◆ Problems to work on ◆
1/ Restate the paragraph beginning "14. All propositions contained in this set" from the propositions on dialog below in one shorter sentence, keeping its main facts.
2/ Resume the propositions on dialog below, starting after the last sentence shown.

◆ Page excerpt ◆
C. Each move performs or presents this intention through a particular
speech act which is being enacted in all its required sub-routines.
12. Characteristics of bad negotiating strategies in dialog are:
A. Each move's intention is to gain an advantage for the self.
B. Each move carries out this intentional set through a particular
available speech act repertoire.
C. Each move performs this intention through speech acts with their
consequent influence on the listener.
13. All of the above propositions apply as well to "interior dialog" and to "discourse thinking" (see James), with appropriate modifications.
14. All propositions contained in this set are empirical descriptions of actual processes persons go through spontaneously with or without explicit awareness or conscious knowledge thereof while engaging in a dialog.
15. Intentions designate human striving issues (e.g., a person 5 striving to meet obligations, responsibilities, expectations, plans, schedules, arrangements, roles, etc.). (Included are: wants, desires, wishes, hopes, goals, purposes, ends, loves, attractions, preferences, tendencies, conjoining, and so on.) (Note that all of these are valued or "arrowed" and involve "pressure" or "force's or "impulse".)

◆ Given records ◆
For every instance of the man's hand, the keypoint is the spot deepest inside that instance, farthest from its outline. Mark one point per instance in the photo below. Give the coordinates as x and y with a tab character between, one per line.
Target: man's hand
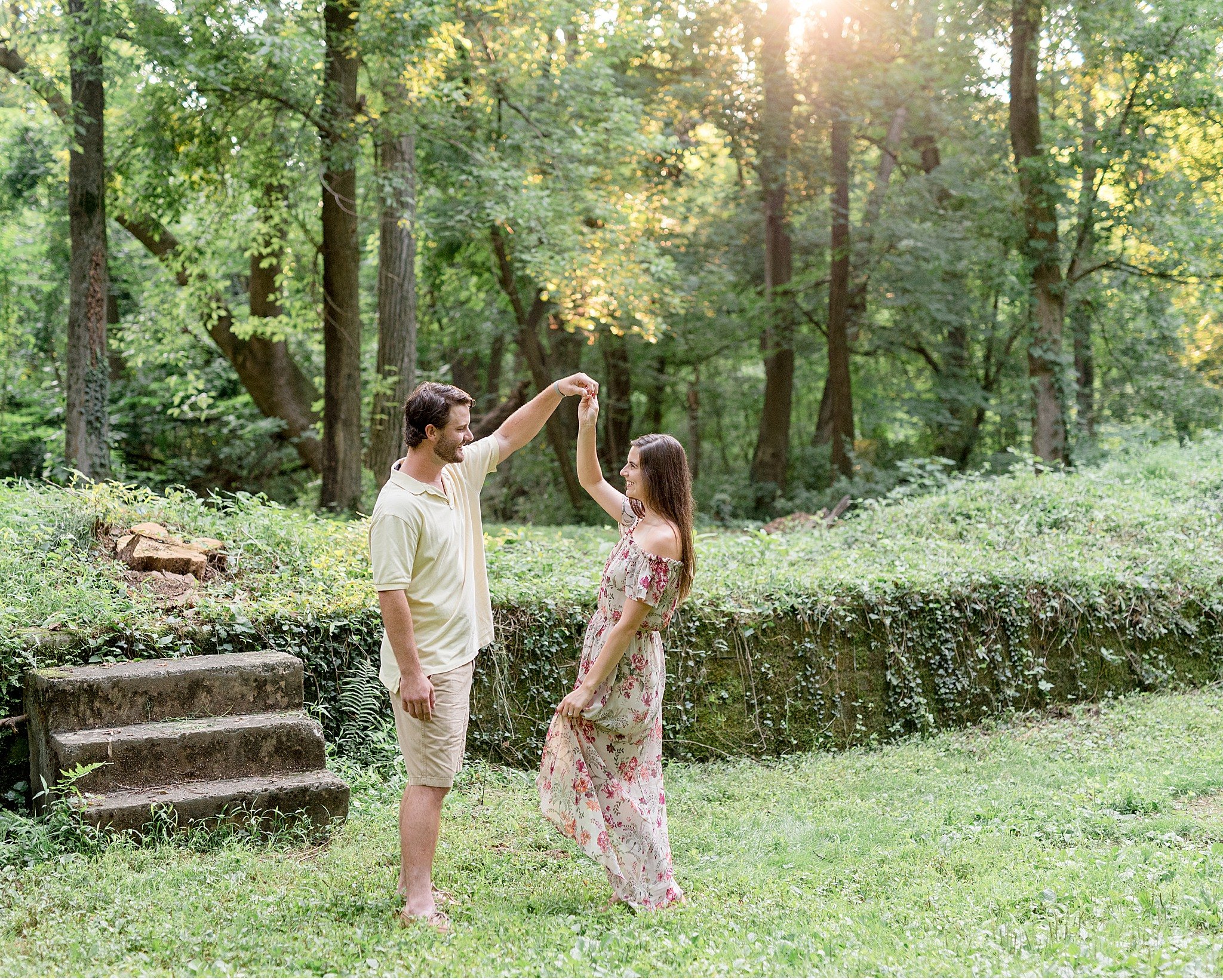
416	693
589	410
577	385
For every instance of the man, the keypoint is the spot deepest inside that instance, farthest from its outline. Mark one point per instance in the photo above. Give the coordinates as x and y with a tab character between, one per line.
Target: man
427	552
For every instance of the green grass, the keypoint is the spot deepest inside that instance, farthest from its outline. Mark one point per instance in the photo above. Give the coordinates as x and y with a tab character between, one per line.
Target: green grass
1148	523
1091	843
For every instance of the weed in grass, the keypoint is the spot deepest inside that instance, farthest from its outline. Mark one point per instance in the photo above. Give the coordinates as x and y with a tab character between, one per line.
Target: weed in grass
982	852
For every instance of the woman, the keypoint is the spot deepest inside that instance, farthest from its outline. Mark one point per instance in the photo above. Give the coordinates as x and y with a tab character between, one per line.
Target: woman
602	777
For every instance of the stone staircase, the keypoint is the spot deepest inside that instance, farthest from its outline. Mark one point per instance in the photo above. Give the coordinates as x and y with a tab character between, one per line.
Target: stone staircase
211	736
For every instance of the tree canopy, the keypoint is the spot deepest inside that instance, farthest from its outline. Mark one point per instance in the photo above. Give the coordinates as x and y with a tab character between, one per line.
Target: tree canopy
813	240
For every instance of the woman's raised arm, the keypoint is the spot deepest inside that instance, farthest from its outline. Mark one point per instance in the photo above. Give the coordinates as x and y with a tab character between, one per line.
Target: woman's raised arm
590	474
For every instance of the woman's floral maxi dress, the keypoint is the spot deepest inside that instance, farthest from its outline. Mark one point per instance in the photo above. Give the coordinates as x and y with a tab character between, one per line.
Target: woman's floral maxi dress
601	781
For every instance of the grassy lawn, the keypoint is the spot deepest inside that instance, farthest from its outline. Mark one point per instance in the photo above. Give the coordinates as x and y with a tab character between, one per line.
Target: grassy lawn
1091	843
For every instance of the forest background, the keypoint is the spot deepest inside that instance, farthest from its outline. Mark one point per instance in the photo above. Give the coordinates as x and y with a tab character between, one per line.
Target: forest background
832	245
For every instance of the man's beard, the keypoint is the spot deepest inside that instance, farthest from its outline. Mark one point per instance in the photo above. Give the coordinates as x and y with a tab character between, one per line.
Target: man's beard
449	451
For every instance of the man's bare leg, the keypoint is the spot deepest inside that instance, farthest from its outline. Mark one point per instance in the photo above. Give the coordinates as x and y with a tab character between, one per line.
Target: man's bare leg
420	822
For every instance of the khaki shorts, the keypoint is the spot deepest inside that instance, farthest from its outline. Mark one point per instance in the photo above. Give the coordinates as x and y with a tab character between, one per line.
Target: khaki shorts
434	749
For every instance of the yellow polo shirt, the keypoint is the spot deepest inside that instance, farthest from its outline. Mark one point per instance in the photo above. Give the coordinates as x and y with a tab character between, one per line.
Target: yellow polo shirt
432	546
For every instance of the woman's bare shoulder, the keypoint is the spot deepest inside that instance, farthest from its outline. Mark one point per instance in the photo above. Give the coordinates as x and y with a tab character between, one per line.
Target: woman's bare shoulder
659	539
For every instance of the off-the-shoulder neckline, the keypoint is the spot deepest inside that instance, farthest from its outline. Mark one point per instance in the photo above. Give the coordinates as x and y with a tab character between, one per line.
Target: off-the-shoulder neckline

◆ Answers for this exercise ◆
1/ Every proposition in the set empirically describes real processes people go through spontaneously during dialog, whether or not they are explicitly aware of them or consciously know about them.

2/
16. Speech acts designate planning issues in carrying out intentions; these plans or procedures or routines are conventionalized (e.g., grammar and ritual) in accordance with particular speech communities and families. (Included are "How to's" such as "How to promise", "How to challenge", "How to agree", etc. --- see taxonomy of speech acts in the socio-linguistic literature.)
17. Dialog performances or presentations designate mapping issues. These involve the adjustments persons make to the setting in their utterance choice and in their paralinguistic execution (e.g., style, verbosity, tone, rhythm, etc.--- these being indices of emotionality, affect, intention, mood, distance, etc., see Labov & Fanshel, and see Krashen).
18. Intentions-speech acts-performances coalesce in sets and series
on the basis of psychological dimensions such as:
A. PSYCHOBIOLOGY: what is the person's "ruling love" and consequent
"loves" (see Swedenborg)
B. ETHNICITY: what are the person 5 role models and consequent repertoire
(see Labov, Gumperz, Hymes, and others for descriptions)
C. PRAGMATICS: what are the person's instrumental resources (e.g.,
"face work", "putting up a good front", "saving appearances" , "being opportunistic"
etc.).
19. Negotiating strategies in dialog cumulate in relationship,
which gives it its
biographic uniqueness as experience and life in community.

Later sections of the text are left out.